Excerpts of pointing data
+--

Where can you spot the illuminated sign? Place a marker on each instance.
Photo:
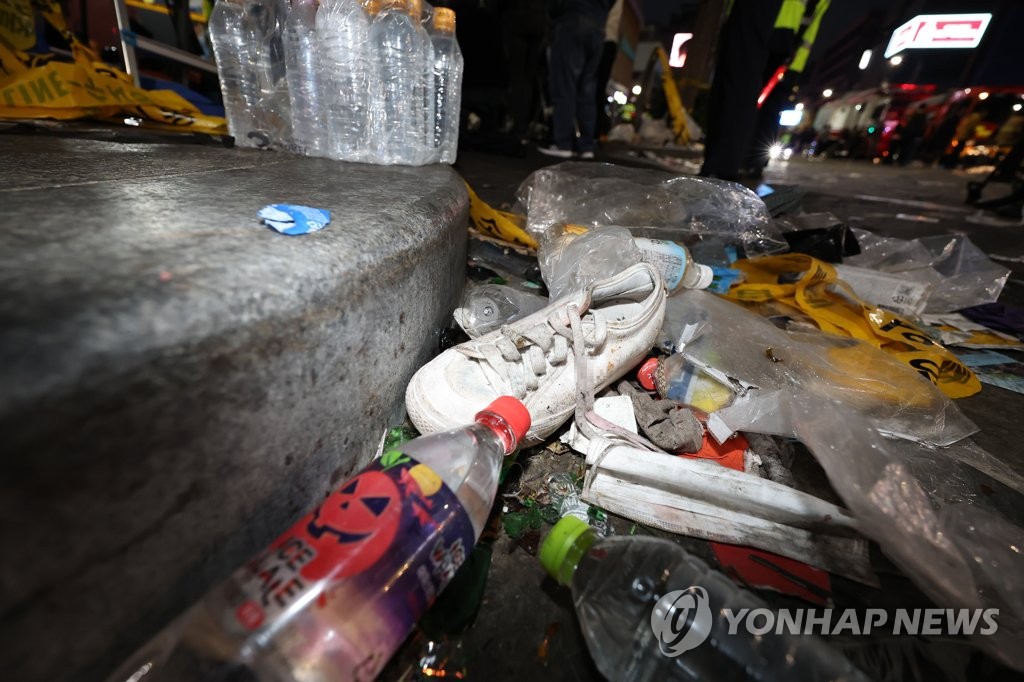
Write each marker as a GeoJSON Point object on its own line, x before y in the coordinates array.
{"type": "Point", "coordinates": [963, 31]}
{"type": "Point", "coordinates": [677, 57]}
{"type": "Point", "coordinates": [790, 118]}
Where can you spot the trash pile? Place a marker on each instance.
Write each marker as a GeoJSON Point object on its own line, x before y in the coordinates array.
{"type": "Point", "coordinates": [666, 370]}
{"type": "Point", "coordinates": [376, 81]}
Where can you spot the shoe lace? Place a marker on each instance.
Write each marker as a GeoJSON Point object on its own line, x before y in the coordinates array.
{"type": "Point", "coordinates": [523, 357]}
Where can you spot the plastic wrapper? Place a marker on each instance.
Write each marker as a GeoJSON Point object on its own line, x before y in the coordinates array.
{"type": "Point", "coordinates": [486, 307]}
{"type": "Point", "coordinates": [649, 203]}
{"type": "Point", "coordinates": [961, 274]}
{"type": "Point", "coordinates": [768, 367]}
{"type": "Point", "coordinates": [923, 508]}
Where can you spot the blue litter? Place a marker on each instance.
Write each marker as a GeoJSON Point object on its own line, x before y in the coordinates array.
{"type": "Point", "coordinates": [289, 219]}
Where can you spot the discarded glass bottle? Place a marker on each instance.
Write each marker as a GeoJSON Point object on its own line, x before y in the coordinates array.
{"type": "Point", "coordinates": [648, 610]}
{"type": "Point", "coordinates": [335, 596]}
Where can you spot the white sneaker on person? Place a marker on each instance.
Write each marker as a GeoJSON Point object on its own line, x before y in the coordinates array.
{"type": "Point", "coordinates": [610, 326]}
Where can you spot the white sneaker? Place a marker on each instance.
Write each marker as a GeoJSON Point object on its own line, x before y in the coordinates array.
{"type": "Point", "coordinates": [615, 322]}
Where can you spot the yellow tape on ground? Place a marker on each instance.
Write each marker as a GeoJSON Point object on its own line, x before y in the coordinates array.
{"type": "Point", "coordinates": [508, 226]}
{"type": "Point", "coordinates": [35, 86]}
{"type": "Point", "coordinates": [813, 287]}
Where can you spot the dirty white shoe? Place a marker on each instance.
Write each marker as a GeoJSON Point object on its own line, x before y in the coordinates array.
{"type": "Point", "coordinates": [616, 322]}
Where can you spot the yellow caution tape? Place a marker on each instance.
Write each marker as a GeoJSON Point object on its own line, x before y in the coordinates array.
{"type": "Point", "coordinates": [508, 226]}
{"type": "Point", "coordinates": [814, 288]}
{"type": "Point", "coordinates": [38, 86]}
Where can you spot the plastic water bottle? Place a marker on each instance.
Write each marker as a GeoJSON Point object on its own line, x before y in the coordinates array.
{"type": "Point", "coordinates": [248, 42]}
{"type": "Point", "coordinates": [335, 596]}
{"type": "Point", "coordinates": [238, 76]}
{"type": "Point", "coordinates": [343, 34]}
{"type": "Point", "coordinates": [570, 261]}
{"type": "Point", "coordinates": [301, 53]}
{"type": "Point", "coordinates": [485, 307]}
{"type": "Point", "coordinates": [448, 68]}
{"type": "Point", "coordinates": [640, 600]}
{"type": "Point", "coordinates": [396, 43]}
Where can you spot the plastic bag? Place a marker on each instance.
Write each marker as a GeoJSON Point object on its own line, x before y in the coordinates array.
{"type": "Point", "coordinates": [962, 549]}
{"type": "Point", "coordinates": [768, 367]}
{"type": "Point", "coordinates": [649, 203]}
{"type": "Point", "coordinates": [960, 272]}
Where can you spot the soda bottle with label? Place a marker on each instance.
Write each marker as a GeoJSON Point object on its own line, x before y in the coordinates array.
{"type": "Point", "coordinates": [334, 597]}
{"type": "Point", "coordinates": [649, 611]}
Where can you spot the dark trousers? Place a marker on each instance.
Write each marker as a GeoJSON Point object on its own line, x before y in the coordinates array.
{"type": "Point", "coordinates": [732, 104]}
{"type": "Point", "coordinates": [576, 51]}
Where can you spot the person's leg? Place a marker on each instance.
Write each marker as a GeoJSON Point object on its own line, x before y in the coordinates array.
{"type": "Point", "coordinates": [609, 50]}
{"type": "Point", "coordinates": [586, 104]}
{"type": "Point", "coordinates": [565, 65]}
{"type": "Point", "coordinates": [742, 52]}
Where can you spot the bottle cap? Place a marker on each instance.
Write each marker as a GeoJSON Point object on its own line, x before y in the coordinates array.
{"type": "Point", "coordinates": [645, 375]}
{"type": "Point", "coordinates": [444, 19]}
{"type": "Point", "coordinates": [514, 413]}
{"type": "Point", "coordinates": [560, 551]}
{"type": "Point", "coordinates": [705, 276]}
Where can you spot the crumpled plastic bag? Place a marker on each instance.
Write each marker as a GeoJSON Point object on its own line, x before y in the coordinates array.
{"type": "Point", "coordinates": [960, 272]}
{"type": "Point", "coordinates": [649, 203]}
{"type": "Point", "coordinates": [923, 508]}
{"type": "Point", "coordinates": [767, 367]}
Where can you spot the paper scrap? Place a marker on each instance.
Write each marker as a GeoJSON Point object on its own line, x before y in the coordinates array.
{"type": "Point", "coordinates": [292, 220]}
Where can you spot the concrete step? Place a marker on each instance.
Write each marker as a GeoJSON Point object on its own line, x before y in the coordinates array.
{"type": "Point", "coordinates": [179, 382]}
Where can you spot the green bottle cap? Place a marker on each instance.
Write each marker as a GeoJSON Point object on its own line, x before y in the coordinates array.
{"type": "Point", "coordinates": [563, 547]}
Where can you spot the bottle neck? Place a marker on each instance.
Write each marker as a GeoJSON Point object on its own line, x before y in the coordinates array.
{"type": "Point", "coordinates": [500, 428]}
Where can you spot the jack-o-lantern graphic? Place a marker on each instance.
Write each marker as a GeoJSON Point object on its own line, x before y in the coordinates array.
{"type": "Point", "coordinates": [354, 526]}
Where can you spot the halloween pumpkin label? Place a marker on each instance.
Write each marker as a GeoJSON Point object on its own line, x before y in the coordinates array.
{"type": "Point", "coordinates": [394, 535]}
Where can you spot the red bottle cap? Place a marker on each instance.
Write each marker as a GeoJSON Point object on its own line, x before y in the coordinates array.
{"type": "Point", "coordinates": [645, 375]}
{"type": "Point", "coordinates": [514, 413]}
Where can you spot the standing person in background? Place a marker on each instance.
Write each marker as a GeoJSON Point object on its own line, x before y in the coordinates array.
{"type": "Point", "coordinates": [608, 54]}
{"type": "Point", "coordinates": [792, 17]}
{"type": "Point", "coordinates": [524, 27]}
{"type": "Point", "coordinates": [742, 53]}
{"type": "Point", "coordinates": [576, 51]}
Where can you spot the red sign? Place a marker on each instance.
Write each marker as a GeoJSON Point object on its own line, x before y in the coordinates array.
{"type": "Point", "coordinates": [960, 31]}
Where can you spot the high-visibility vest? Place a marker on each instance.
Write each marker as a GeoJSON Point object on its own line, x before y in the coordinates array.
{"type": "Point", "coordinates": [791, 14]}
{"type": "Point", "coordinates": [808, 37]}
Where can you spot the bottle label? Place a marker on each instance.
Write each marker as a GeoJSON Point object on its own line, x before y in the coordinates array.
{"type": "Point", "coordinates": [380, 548]}
{"type": "Point", "coordinates": [668, 258]}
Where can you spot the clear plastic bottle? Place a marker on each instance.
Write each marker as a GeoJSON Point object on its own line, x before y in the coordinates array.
{"type": "Point", "coordinates": [617, 583]}
{"type": "Point", "coordinates": [448, 68]}
{"type": "Point", "coordinates": [397, 44]}
{"type": "Point", "coordinates": [570, 261]}
{"type": "Point", "coordinates": [248, 42]}
{"type": "Point", "coordinates": [485, 307]}
{"type": "Point", "coordinates": [335, 596]}
{"type": "Point", "coordinates": [301, 52]}
{"type": "Point", "coordinates": [346, 75]}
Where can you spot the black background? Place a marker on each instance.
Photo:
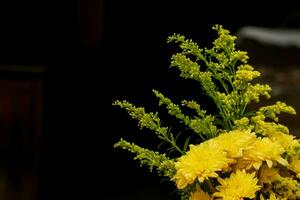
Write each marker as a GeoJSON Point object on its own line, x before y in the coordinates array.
{"type": "Point", "coordinates": [89, 67]}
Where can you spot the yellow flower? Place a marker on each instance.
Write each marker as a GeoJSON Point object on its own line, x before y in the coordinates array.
{"type": "Point", "coordinates": [200, 162]}
{"type": "Point", "coordinates": [272, 197]}
{"type": "Point", "coordinates": [199, 195]}
{"type": "Point", "coordinates": [295, 166]}
{"type": "Point", "coordinates": [234, 142]}
{"type": "Point", "coordinates": [268, 175]}
{"type": "Point", "coordinates": [285, 140]}
{"type": "Point", "coordinates": [240, 185]}
{"type": "Point", "coordinates": [264, 150]}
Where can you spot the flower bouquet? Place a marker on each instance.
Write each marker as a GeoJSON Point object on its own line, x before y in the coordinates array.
{"type": "Point", "coordinates": [235, 153]}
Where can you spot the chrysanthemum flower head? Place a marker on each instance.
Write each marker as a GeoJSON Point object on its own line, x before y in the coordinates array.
{"type": "Point", "coordinates": [295, 165]}
{"type": "Point", "coordinates": [234, 142]}
{"type": "Point", "coordinates": [238, 186]}
{"type": "Point", "coordinates": [268, 175]}
{"type": "Point", "coordinates": [265, 150]}
{"type": "Point", "coordinates": [199, 195]}
{"type": "Point", "coordinates": [200, 162]}
{"type": "Point", "coordinates": [285, 140]}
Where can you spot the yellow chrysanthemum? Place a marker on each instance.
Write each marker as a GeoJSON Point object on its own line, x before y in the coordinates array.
{"type": "Point", "coordinates": [272, 197]}
{"type": "Point", "coordinates": [199, 195]}
{"type": "Point", "coordinates": [234, 142]}
{"type": "Point", "coordinates": [200, 162]}
{"type": "Point", "coordinates": [264, 150]}
{"type": "Point", "coordinates": [268, 175]}
{"type": "Point", "coordinates": [295, 166]}
{"type": "Point", "coordinates": [285, 140]}
{"type": "Point", "coordinates": [240, 185]}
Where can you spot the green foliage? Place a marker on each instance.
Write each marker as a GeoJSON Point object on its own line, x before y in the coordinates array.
{"type": "Point", "coordinates": [161, 162]}
{"type": "Point", "coordinates": [226, 78]}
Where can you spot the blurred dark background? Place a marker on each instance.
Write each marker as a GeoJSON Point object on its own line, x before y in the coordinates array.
{"type": "Point", "coordinates": [140, 58]}
{"type": "Point", "coordinates": [62, 63]}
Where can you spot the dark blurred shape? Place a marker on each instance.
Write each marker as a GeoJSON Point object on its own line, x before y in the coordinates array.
{"type": "Point", "coordinates": [276, 51]}
{"type": "Point", "coordinates": [21, 127]}
{"type": "Point", "coordinates": [92, 22]}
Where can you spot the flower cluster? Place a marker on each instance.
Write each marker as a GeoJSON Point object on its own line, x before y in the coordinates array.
{"type": "Point", "coordinates": [237, 154]}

+--

◆ Stated exercise ◆
Exactly and exclusively, repeat the lines from the line that contains "Where can you spot the green foliage?" through the end of the records, both ends included.

◆ Exercise solution ◆
Where can you spot the green foliage? Place a marker on each instance.
Write each marker as a GeoJSON Point object on its own line, x before y in the coordinates array.
{"type": "Point", "coordinates": [161, 162]}
{"type": "Point", "coordinates": [226, 78]}
Where can you spot the blurred dark background? Place a marker on each instance.
Write each marker as a GeoJSON Point object on its own line, x before y in the coordinates array.
{"type": "Point", "coordinates": [140, 58]}
{"type": "Point", "coordinates": [62, 63]}
Where can you spot the dark blurred shape? Place a marker on each instance.
Write each marker as a GeoJSON Point object on its own line, x before y in the coordinates array.
{"type": "Point", "coordinates": [276, 51]}
{"type": "Point", "coordinates": [21, 127]}
{"type": "Point", "coordinates": [92, 22]}
Where can you spot the flower cluster? Place a marker on each instance.
Write each marker as a GeoJSON Point object on its own line, x before y in the coordinates array.
{"type": "Point", "coordinates": [237, 154]}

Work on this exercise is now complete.